[Records for this exercise — start]

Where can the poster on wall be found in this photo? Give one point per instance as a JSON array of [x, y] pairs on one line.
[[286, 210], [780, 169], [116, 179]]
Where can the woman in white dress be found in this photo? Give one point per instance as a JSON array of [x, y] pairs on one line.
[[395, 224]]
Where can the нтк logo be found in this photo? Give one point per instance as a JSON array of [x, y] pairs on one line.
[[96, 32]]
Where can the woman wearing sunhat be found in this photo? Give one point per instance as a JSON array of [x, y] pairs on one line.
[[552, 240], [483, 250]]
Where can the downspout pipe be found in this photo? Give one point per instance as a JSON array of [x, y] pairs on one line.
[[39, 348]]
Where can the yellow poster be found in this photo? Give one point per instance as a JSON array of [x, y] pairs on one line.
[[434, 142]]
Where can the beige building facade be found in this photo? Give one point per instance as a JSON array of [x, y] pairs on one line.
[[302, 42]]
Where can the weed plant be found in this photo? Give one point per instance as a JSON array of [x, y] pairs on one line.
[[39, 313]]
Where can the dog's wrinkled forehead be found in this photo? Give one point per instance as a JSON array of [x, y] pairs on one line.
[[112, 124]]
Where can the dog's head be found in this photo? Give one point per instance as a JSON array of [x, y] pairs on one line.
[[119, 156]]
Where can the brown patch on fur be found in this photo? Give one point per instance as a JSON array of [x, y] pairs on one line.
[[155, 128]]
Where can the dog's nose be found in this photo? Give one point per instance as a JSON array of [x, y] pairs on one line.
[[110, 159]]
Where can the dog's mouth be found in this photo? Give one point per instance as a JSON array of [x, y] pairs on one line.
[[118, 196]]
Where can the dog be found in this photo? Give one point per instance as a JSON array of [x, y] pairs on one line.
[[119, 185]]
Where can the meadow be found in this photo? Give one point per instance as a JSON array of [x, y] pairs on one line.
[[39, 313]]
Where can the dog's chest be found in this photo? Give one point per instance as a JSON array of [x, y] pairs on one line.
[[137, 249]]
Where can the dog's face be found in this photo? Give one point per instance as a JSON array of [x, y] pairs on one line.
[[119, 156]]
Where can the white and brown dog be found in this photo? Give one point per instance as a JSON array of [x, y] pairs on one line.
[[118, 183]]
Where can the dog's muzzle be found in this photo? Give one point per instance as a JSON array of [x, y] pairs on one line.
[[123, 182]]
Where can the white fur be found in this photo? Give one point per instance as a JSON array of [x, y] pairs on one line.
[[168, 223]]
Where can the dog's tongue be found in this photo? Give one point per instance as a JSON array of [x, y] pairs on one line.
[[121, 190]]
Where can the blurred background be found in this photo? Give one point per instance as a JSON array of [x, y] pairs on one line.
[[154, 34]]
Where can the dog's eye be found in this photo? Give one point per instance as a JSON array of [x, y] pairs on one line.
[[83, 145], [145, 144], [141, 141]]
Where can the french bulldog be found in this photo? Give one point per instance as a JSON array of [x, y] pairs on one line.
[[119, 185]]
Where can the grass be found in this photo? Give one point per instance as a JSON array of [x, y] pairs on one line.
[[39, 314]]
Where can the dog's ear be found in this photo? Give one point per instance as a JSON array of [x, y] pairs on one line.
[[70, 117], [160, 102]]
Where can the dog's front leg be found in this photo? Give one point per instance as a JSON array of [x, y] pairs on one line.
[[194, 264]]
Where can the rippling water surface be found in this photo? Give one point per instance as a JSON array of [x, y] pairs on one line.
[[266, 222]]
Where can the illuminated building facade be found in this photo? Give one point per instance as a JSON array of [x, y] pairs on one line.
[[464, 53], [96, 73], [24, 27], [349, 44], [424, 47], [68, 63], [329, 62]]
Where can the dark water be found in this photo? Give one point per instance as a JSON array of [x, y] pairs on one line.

[Records for this exercise — finish]

Task goal ::
Each line of the data must be set down again as it is.

Reply to the task ::
Where can the poster on wall be found in this photo? Give one point per instance as a JSON array of [x, y] pairs on one line.
[[286, 210], [780, 169], [116, 179]]
Where can the woman in white dress be found in this photo? Give one point per instance as a JSON array of [x, y] pairs on one line.
[[395, 224]]
Where can the нтк logo be found in this photo? Give one point per instance as a JSON array of [x, y] pairs on one line.
[[96, 32]]
Where can the woman wearing sunhat be found in this photo? Give one point per instance as a JSON array of [x, y] pairs on one line.
[[552, 240], [483, 250]]
Where can the downspout pipe be found in this photo? Give one point per instance as a JSON array of [x, y] pairs on one line.
[[39, 348]]
Where can the yellow poster be found in this photo? Give one point per instance as a JSON array of [x, y] pairs on one line.
[[434, 142]]
Where can the beige building facade be found in this photo? Give one point per instance as a JSON array of [x, y] pairs on one line.
[[302, 42]]
Where can the weed plant be found in this photo? Give one point per instance as a JSON array of [x, y] pairs on one line.
[[39, 313]]
Where can the dog's wrinkled forehead be found in this photo? Give one point per instance as a JSON array of [x, y] pairs on one line.
[[112, 124]]
Where can the dog's head be found in this photo? Give one point per instance as a JSON array of [x, y] pairs on one line.
[[119, 156]]
Where can the brown patch on fur be found in this photo? Give one point per instance as a JSON array of [x, y] pairs on one line.
[[155, 128]]
Where can the dog's nose be found in this photo? Give one point per instance as a JSON array of [x, y] pairs on one line.
[[110, 159]]
Where can the dog's mouth be found in this photo? Give one point per instance as a JSON array of [x, y] pairs on one line.
[[118, 196]]
Where can the dog be found in this photo? Give one point per instance as a JSON array of [x, y] pairs on one line.
[[119, 185]]
Where can the meadow be found in this photo? Give one point per instance as a JSON array of [x, y] pairs on one line.
[[39, 313]]
Where can the dog's chest be found in this photo? Give one point per instance as a JSON array of [x, y] pairs on one line.
[[137, 249]]
Where can the dog's face be found in this photo? Give one point per instance as a JSON array of [x, y] pairs on one line.
[[119, 156]]
Where can the white and brown dog be found in this photo? Give one point per instance as a JSON array of [x, y] pairs on one line.
[[118, 183]]
Where can the dog's muzzle be found in this photo? Give one point per instance as a JSON array of [x, y] pairs on one line.
[[123, 182]]
Where can the white fur be found in this photo? Give one point per instance as a JSON array of [x, y] pairs on one line.
[[168, 223]]
Where can the dog's tongue be found in this photo? Give one point per instance as a JSON array of [x, y] pairs on one line.
[[121, 190]]
Where can the blurred background be found in this photo? Give one point per instance as a JSON array of [x, y] pairs on one line.
[[154, 34]]
Where can the dog's eye be found in this photo? Give one point per instance as a JSON array of [x, y] pairs on one line.
[[83, 145], [145, 144], [141, 141]]
Where can the french bulldog be found in this photo? Give one point per instance as a JSON array of [x, y] pairs on one line.
[[119, 185]]
Where can the grass be found in this photo? Give one point per instance as a JSON array of [x, y] pairs on one line.
[[39, 314]]
Where can the dog's ear be found in this photo? Give one point per instance as a JSON array of [x, y] pairs on one line.
[[70, 117], [160, 102]]
Where can the dog's front leg be found in this photo? Give one point per instance as a JSON array of [x, y] pairs on one line.
[[194, 264]]
Where can the rippling water surface be found in this photo? Give one point per instance as a JSON array of [x, y] pairs on one line.
[[266, 222]]
Where can the illuminated building facade be found in this photo? Give one point per instance as a JSON array of [x, y] pairs on one line.
[[464, 53], [96, 73], [24, 27], [349, 44], [424, 47], [68, 63], [329, 62]]
Where can the dark water be found in this photo? Give one point per instance as a JSON array of [x, y] pairs on one line.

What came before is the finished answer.